• [Exercise goal]: From the list of verse volumes below, give the title of every book published in New York.

• [Passage]:
________________

Songs Out of Egypt. By Clinton Scollard. Portland: The Mosher Press. $150. Pilgrim Paths. By Mary Coles Carrington. Cedar Rapids: The Torch Press. Release. By Anne Blackwell Payne. Chapel Hill: The University of North Carolina Press. $1.50. Bloodroot and Other Poems. By Elizabeth S. Royce. New York: published by the author. Bronze Woman. By George Brandon Saul. Boston: Bruce Humphries. $2.00. Strange Splendor. By Ernest Hartsock. Atlanta: The Bozart Press. $2.00. Songs of the Lost Frontier. By Henry Herbert Knibbs. Boston,: Houghton Mifflin Company. $1.75. A Hawk from Cuckoo Tavern. By Lawrence Lee. Gaylordsville: The Slide Mountain Press. $5.00. Deep South. By Carl Carmer. New York: Farrar and Rinehart. $2.00. Chelsea Rooming House, By Horace Gregory. New York: Covici-Friede. $2.00. Song of the New Hercules. By Leigh Hanes. Boston: The Four Seas Company. $2.00. John Deth and Other Poems. By Conrad Aiken. New York: Charles Scribncr’s Soi^s. $2.00. The Glory of the Nightingales. By Edwin Arlington Robinson. New York: The Macmillan Company. $2.00. These Our Matins. By Michael Roberts. London: Elkin, Matthews and Marrot, Limited. 3s. 6d, The Gates of the Compass. By Robert Hillyer. New York: The Viking Press. $2.00.

These fifteen volumes of verse fall into three groups: six volumes of minor poetry, mostly negligible; five volumes of poetry mostly narrative, which only occasionally reach into philosophic depths; and four volumes in which the interest, though narrative is often employed, lies mainly in the philosophic interpretation of living which the poet sets forth.

________________

Object detection data:
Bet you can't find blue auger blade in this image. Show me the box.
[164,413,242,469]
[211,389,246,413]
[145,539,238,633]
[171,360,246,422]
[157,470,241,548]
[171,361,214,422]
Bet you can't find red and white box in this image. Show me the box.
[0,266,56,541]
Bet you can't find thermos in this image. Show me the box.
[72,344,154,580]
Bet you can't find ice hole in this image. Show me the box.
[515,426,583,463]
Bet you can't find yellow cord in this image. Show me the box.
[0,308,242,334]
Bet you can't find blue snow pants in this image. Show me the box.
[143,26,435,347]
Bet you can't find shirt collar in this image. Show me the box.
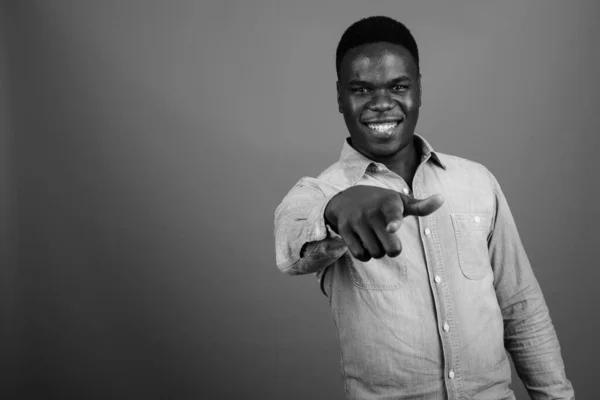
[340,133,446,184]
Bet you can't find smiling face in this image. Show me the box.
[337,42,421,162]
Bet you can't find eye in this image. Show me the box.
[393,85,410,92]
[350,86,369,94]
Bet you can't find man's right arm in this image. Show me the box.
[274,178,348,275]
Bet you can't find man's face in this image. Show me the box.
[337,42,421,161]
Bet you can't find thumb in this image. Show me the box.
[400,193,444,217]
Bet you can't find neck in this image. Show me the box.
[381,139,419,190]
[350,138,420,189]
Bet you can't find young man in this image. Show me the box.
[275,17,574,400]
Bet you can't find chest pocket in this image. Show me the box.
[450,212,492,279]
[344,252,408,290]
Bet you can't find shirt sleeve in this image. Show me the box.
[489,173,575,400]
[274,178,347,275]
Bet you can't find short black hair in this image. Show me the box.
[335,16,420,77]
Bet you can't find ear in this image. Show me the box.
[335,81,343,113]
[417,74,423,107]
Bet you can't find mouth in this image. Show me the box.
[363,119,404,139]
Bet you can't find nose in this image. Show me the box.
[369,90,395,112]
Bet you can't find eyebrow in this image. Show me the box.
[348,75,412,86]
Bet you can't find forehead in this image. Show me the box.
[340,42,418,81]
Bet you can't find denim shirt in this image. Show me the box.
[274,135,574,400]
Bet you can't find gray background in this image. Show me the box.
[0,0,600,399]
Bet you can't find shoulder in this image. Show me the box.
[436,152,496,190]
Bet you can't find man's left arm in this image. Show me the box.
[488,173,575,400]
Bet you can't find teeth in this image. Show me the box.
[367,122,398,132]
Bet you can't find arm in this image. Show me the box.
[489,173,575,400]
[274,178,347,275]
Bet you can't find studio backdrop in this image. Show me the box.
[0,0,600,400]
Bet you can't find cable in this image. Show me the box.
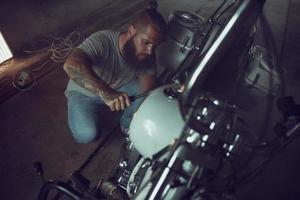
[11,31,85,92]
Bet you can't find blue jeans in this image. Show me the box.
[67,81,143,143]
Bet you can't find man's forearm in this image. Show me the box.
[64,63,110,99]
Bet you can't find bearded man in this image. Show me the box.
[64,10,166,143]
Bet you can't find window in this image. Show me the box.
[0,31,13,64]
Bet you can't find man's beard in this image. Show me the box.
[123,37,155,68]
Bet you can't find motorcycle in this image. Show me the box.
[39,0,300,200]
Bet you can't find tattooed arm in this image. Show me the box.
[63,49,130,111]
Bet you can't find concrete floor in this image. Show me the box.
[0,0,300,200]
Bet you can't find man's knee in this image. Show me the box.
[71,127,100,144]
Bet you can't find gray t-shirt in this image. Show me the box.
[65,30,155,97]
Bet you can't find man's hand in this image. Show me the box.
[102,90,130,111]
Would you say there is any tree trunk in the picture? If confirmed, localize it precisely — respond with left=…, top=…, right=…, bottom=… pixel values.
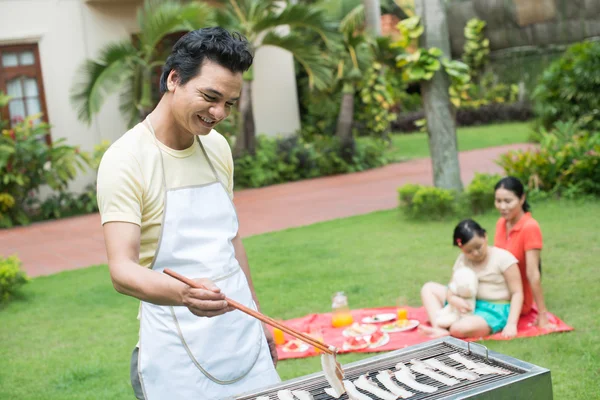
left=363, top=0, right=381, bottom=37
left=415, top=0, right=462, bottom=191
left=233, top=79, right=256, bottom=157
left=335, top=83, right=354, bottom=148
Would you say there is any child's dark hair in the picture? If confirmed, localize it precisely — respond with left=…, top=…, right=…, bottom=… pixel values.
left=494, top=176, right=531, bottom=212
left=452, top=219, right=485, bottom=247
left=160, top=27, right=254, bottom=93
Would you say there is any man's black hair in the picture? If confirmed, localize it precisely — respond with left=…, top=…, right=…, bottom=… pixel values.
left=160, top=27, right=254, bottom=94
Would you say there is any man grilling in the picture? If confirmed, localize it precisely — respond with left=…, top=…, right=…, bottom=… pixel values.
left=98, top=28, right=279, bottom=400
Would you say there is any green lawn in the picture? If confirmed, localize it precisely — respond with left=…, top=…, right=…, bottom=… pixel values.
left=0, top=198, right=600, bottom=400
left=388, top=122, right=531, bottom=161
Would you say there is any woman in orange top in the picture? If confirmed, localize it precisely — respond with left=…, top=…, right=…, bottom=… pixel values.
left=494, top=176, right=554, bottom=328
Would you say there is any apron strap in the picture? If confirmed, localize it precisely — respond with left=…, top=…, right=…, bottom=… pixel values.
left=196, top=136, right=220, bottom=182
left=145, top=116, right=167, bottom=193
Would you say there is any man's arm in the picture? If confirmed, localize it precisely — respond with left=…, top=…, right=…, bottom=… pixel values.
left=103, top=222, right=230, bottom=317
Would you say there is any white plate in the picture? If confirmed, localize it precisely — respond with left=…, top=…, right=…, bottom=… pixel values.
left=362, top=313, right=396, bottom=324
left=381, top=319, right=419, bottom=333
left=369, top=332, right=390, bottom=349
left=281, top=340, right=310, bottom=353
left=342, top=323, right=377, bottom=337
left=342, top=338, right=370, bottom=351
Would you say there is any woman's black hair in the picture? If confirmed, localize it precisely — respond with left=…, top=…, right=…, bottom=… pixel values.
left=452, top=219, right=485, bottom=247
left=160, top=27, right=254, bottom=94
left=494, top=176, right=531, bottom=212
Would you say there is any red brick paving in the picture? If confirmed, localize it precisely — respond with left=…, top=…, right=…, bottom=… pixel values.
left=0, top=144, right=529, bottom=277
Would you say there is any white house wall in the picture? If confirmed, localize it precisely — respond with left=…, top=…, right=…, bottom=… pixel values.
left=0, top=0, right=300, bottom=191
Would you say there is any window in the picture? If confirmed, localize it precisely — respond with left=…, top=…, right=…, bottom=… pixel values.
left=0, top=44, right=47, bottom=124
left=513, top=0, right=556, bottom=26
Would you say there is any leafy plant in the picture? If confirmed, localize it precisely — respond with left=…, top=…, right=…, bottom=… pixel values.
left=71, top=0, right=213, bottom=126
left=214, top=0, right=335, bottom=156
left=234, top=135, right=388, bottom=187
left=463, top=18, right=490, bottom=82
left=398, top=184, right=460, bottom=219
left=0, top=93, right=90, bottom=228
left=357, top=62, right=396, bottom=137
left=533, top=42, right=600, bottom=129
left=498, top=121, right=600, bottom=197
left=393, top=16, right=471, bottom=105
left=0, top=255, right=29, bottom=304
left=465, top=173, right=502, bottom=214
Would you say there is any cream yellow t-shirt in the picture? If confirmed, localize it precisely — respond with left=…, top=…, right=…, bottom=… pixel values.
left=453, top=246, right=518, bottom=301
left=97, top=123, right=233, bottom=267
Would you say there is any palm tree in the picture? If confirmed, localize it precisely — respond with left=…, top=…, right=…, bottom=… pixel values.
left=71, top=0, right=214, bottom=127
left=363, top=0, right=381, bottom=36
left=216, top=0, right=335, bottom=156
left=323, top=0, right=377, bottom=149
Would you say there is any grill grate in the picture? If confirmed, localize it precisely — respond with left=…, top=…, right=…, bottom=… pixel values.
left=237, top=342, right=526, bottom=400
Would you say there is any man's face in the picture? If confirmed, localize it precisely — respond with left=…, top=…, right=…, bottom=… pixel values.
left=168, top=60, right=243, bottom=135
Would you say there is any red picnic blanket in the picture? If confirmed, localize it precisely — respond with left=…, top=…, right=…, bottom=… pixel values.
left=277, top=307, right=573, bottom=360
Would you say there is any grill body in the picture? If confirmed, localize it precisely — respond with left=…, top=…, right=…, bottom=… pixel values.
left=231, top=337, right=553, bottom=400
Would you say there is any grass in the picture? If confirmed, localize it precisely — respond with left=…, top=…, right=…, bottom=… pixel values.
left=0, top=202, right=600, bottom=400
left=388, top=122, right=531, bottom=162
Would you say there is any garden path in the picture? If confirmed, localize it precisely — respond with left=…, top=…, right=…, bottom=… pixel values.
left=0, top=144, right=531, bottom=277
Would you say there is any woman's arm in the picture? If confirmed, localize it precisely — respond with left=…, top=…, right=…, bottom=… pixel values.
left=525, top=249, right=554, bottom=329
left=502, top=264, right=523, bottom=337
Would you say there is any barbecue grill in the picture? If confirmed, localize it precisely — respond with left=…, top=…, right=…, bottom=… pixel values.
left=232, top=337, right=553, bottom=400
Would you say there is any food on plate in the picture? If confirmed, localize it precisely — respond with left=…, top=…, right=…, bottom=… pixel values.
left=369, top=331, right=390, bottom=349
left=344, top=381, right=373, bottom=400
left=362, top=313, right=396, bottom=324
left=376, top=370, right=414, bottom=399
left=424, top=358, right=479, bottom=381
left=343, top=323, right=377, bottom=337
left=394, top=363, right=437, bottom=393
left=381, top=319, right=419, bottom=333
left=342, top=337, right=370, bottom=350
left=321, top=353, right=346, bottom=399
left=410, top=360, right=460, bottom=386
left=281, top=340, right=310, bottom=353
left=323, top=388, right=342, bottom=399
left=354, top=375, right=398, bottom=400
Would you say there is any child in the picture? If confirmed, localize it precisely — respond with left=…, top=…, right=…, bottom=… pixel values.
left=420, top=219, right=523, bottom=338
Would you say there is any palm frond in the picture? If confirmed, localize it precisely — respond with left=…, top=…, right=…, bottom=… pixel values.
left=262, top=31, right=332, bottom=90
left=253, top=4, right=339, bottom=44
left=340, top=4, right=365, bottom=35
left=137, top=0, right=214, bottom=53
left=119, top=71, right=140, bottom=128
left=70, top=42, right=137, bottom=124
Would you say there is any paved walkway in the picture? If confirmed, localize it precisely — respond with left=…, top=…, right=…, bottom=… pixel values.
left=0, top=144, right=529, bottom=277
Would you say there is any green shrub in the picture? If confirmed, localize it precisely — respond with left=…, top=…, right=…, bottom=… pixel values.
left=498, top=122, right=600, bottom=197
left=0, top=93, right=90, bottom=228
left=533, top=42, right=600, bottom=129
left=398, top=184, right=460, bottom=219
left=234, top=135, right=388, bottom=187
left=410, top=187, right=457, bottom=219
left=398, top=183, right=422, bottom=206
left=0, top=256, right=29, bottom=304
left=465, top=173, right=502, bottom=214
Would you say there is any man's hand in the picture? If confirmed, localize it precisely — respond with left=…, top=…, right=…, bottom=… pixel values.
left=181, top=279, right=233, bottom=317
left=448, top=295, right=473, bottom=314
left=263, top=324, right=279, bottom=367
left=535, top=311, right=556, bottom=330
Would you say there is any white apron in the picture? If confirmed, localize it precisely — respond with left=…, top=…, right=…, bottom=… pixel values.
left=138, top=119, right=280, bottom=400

________________

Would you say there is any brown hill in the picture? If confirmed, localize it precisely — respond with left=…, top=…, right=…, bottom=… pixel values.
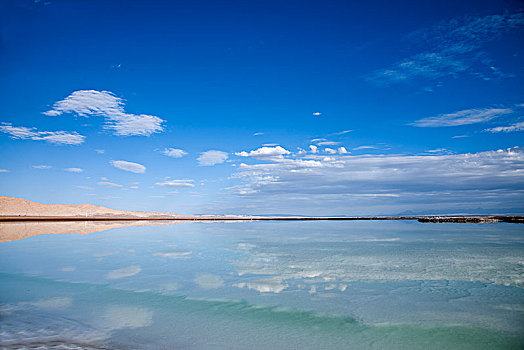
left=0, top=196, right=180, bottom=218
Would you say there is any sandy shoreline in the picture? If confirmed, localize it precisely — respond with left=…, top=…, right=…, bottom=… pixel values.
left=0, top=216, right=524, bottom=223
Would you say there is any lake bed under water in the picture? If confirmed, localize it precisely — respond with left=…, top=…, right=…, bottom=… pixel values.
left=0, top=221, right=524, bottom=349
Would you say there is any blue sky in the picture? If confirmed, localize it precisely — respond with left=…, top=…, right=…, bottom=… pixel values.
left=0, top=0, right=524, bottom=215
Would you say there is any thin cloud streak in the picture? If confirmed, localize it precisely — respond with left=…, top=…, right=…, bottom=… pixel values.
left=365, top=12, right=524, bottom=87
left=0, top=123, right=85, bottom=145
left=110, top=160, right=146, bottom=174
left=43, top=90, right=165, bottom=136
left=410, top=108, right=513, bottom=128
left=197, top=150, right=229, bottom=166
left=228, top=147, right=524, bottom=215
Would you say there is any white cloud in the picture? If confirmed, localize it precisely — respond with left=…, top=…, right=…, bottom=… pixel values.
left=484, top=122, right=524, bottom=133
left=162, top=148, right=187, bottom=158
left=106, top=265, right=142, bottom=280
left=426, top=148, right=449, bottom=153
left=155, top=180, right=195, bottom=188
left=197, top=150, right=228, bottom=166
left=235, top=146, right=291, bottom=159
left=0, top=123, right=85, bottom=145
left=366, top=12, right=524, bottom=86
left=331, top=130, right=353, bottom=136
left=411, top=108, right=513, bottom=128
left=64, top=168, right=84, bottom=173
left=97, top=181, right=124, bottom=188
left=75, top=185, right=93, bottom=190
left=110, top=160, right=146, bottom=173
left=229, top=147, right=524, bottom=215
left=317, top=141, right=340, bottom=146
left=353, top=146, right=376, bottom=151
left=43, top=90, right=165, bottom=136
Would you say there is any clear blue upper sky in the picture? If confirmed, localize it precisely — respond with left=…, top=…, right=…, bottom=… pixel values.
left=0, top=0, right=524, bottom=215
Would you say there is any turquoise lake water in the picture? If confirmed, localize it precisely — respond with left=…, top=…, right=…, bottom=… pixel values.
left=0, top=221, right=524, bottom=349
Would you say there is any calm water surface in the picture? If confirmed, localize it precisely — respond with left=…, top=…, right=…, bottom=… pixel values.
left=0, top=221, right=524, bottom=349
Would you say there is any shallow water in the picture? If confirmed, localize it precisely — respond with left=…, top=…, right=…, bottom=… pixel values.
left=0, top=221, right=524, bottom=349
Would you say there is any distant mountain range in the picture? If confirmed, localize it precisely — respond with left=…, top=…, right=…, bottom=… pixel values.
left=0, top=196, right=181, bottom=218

________________

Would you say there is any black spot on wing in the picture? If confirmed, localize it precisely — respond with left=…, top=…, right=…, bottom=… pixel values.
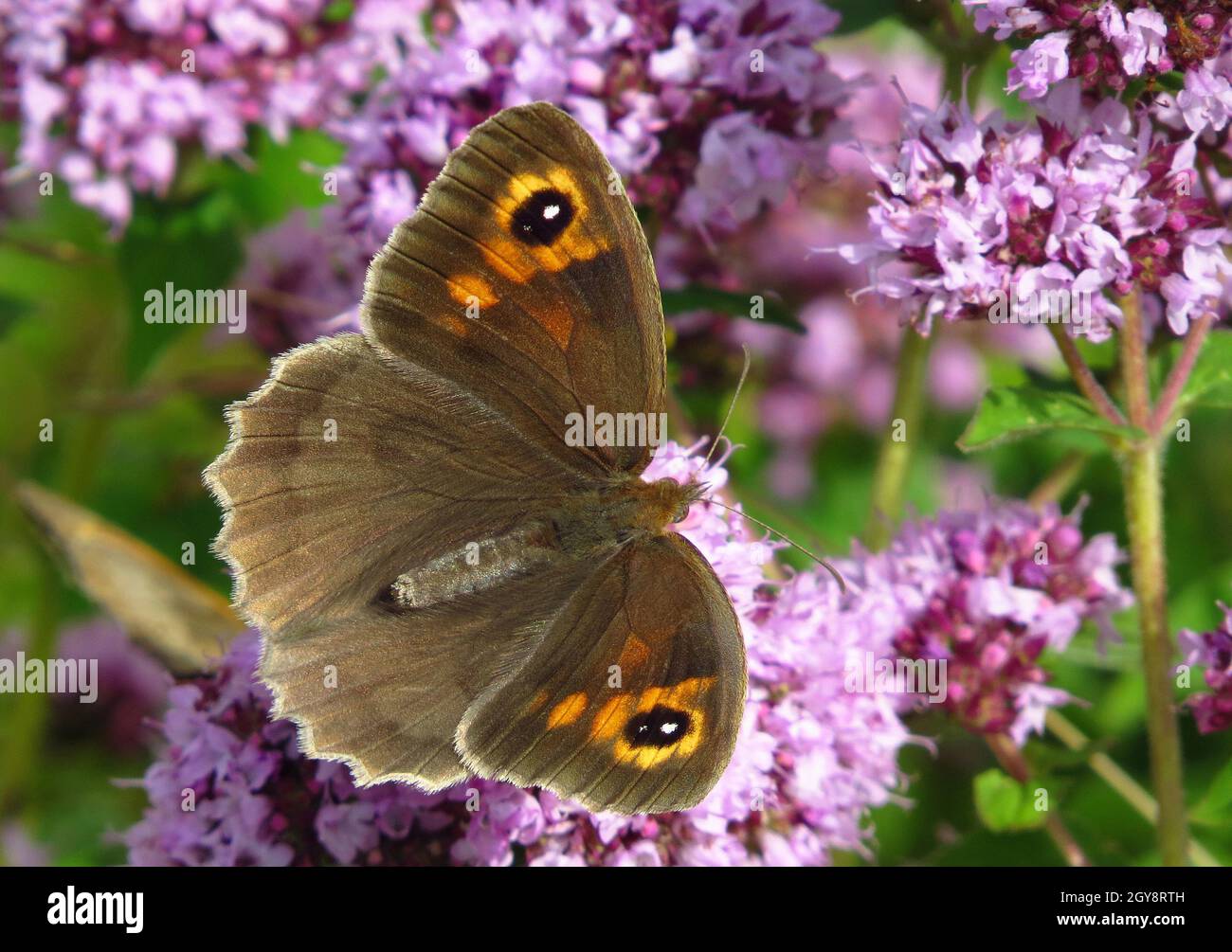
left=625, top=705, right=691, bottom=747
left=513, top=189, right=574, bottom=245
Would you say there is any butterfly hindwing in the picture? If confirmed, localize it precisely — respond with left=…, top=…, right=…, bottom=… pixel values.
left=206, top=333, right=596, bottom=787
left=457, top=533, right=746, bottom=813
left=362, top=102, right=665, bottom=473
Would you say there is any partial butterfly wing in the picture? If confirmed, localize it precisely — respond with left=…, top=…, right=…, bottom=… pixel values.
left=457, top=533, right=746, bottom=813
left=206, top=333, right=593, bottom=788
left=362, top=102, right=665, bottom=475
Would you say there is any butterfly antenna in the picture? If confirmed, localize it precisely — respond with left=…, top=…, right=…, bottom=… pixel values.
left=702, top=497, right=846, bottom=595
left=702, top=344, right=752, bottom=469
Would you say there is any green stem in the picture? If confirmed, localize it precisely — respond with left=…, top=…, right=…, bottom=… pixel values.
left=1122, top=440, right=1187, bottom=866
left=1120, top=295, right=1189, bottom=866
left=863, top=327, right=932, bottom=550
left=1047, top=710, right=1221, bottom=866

________________

• [Result below]:
Bloodroot and Other Poems
Deep South
Chelsea Rooming House
John Deth and Other Poems
The Glory of the Nightingales
The Gates of the Compass